DOCUMENT SEGMENT:
====================

Registration | `CREATE AGGREGATE FUNCTION skewness RETURNS REAL SONAME 'udf_skewness.so';` |

UDF kurtosis()

Function name | kurtosis |

Purpose | calculate the kurtosis of a distribution of values |

Aggregate function | Yes |

Input parameter(s) | 1 (data: REAL) |

Conditions | - |

Output value(s) | 1 per group (REAL) |

Examples | `SELECT kurtosis(age) FROM customers` |

Registration | `CREATE AGGREGATE FUNCTION kurtosis RETURNS REAL SONAME 'udf_kurtosis.so';` |

UDF confidence_higher()

Function name | confidence_higher |

Purpose | calculate the upper bound of the confidence interval for a given standard deviation, sample size, mean and confidence probabilty |

Aggregate function | No |

Input parameter(s) | 4 or 5 (confidence probability p: INT or REAL, sample size n: INT, arithmetic mean my: INT or REAL, standard deviation s: INT or REAL, number of decimals: INT, optional) |

Conditions | - |

Output value(s) | 1 per row (REAL) |

Examples | `SELECT confidence_higher(0.95,2000,550,60,4)` |

Registration | `CREATE FUNCTION confidence_higher RETURNS REAL SONAME 'udf_confidence_higher.so';` |

UDF confidence_lower()

====================

WORK INSTRUCTIONS: Extend the reference for the statistical UDFs, starting right after its final heading, "UDF confidence_lower()". The records aren't needed for this.

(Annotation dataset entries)

====================

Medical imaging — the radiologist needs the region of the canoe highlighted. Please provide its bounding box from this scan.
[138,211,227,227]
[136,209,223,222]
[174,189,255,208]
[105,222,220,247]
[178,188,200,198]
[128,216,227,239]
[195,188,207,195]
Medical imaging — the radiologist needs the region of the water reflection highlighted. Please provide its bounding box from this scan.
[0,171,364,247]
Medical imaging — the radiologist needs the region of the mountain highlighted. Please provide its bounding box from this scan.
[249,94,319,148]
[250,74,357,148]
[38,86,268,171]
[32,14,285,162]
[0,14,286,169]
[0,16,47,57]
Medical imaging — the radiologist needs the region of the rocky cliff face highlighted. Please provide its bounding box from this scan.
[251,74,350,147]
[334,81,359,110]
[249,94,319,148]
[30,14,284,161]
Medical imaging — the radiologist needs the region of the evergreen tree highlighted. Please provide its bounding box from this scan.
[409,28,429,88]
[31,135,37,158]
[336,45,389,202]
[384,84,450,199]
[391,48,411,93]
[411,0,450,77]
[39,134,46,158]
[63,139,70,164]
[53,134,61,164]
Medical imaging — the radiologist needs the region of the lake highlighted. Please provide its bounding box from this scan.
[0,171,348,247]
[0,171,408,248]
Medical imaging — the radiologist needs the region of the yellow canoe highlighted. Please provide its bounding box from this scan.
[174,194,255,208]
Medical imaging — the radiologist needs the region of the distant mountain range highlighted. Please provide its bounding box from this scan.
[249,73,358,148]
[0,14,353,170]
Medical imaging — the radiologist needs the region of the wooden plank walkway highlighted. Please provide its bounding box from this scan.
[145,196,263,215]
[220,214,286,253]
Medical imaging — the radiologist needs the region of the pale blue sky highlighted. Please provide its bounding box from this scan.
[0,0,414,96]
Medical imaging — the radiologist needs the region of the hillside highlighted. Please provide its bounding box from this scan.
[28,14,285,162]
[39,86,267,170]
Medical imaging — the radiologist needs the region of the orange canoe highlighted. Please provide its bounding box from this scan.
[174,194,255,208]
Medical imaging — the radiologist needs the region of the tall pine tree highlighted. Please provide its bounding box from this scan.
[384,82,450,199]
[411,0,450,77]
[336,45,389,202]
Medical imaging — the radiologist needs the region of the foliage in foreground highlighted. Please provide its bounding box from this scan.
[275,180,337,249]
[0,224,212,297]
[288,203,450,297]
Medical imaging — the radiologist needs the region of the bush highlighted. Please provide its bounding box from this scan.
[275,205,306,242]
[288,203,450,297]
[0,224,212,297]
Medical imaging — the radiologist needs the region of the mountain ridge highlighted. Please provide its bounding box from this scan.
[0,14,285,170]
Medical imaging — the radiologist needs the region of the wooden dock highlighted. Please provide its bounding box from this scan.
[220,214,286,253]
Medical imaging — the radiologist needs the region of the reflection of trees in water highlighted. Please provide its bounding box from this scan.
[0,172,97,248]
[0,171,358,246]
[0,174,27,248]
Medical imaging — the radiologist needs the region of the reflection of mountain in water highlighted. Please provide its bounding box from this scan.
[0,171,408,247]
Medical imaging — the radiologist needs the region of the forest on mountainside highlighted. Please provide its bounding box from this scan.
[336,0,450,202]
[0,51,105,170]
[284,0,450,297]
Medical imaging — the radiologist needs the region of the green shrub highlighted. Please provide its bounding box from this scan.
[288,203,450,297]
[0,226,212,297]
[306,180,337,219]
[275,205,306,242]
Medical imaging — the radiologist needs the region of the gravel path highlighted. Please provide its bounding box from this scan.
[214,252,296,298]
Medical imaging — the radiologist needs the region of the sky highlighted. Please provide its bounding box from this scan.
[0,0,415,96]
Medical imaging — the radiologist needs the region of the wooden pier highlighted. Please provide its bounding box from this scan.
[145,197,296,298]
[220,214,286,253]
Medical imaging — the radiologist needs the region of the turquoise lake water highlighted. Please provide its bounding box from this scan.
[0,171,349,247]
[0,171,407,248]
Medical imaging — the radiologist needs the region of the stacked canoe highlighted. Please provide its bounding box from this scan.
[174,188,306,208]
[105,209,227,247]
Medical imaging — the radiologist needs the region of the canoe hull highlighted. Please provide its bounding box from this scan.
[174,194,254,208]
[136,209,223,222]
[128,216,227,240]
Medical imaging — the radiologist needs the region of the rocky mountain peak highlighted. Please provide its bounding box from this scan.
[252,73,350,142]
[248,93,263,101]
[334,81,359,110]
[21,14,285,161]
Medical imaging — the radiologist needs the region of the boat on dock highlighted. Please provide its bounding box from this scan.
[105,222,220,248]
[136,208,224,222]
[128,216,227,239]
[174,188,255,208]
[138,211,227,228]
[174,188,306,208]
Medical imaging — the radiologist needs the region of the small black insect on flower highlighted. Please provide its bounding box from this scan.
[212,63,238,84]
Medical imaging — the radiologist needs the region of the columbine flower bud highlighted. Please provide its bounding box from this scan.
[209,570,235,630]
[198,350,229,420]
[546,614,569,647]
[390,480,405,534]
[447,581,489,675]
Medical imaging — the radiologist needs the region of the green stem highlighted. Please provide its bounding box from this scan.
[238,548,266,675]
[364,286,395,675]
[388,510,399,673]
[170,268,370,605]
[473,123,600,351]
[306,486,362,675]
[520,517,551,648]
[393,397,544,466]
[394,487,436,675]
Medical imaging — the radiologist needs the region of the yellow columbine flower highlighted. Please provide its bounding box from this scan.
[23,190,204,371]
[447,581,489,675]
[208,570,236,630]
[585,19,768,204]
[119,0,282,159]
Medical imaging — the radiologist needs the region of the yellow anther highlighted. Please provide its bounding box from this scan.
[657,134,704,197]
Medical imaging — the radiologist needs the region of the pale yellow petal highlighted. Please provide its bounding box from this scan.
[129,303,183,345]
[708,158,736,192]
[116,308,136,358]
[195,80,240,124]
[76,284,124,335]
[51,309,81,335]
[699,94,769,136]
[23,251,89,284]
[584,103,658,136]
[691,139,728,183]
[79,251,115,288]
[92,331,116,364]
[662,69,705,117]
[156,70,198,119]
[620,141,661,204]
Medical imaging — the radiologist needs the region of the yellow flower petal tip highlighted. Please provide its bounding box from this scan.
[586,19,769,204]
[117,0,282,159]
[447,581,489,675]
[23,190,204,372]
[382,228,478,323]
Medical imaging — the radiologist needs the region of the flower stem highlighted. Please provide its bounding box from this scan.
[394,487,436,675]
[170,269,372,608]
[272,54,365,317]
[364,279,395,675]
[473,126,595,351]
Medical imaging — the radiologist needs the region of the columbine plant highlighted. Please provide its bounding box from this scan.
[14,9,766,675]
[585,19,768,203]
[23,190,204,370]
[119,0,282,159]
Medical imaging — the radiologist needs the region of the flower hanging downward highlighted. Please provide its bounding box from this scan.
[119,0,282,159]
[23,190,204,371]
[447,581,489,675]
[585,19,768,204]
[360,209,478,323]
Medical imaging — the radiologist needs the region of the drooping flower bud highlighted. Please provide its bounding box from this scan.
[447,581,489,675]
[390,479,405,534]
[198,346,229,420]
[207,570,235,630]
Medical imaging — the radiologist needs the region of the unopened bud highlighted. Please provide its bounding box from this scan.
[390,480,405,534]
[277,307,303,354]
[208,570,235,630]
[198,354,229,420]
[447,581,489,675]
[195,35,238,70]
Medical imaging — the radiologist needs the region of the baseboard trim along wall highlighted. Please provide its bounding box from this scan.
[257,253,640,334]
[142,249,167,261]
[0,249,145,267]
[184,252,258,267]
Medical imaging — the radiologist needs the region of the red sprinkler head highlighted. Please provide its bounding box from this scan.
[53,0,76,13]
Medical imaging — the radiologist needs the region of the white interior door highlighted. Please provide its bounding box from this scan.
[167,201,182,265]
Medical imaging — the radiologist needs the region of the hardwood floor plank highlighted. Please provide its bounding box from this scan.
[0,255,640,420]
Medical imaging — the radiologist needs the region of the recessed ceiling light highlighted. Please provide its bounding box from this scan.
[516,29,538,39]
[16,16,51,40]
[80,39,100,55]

====================

THE RESULT:
Function name | confidence_lower |

Purpose | calculate the lower bound of the confidence interval for a given standard deviation, sample size, mean and confidence probabilty |

Aggregate function | No |

Input parameter(s) | 4 or 5 (confidence probability p: INT or REAL, sample size n: INT, arithmetic mean my: INT or REAL, standard deviation s: INT or REAL, number of decimals: INT, optional) |

Conditions | - |

Output value(s) | 1 per row (REAL) |

Examples | `SELECT confidence_lower(0.95,2000,550,60,4)` |

Registration | `CREATE FUNCTION confidence_lower RETURNS REAL SONAME 'udf_confidence_lower.so';` |

UDF stdnorm_density()

Function name | stdnorm_density |

Purpose | calculate the value of the density function of the standard normal distribution for a given point |

Aggregate function | No |

Input parameter(s) | 1 or 2 (point p: INT or REAL, number of decimals: INT, optional) |

Conditions | - |

Output value(s) | 1 per row (REAL) |

Examples | `SELECT stdnorm_density(0,4)` |

Registration | `CREATE FUNCTION stdnorm_density RETURNS REAL SONAME 'udf_stdnorm_density.so';` |

UDF stdnorm_dist()

Function name | stdnorm_dist |

Purpose | calculate the value of the distribution function of the standard normal distribution for a given point |

Aggregate function | No |

Input parameter(s) | 1 or 2 (point p: INT or REAL, number of decimals: INT, optional) |

Conditions | - |

Output value(s) | 1 per row (REAL) |

Examples | `SELECT stdnorm_dist(0,4)` |

Registration | `CREATE FUNCTION stdnorm_dist RETURNS REAL SONAME 'udf_stdnorm_dist.so';` |

UDF geomean()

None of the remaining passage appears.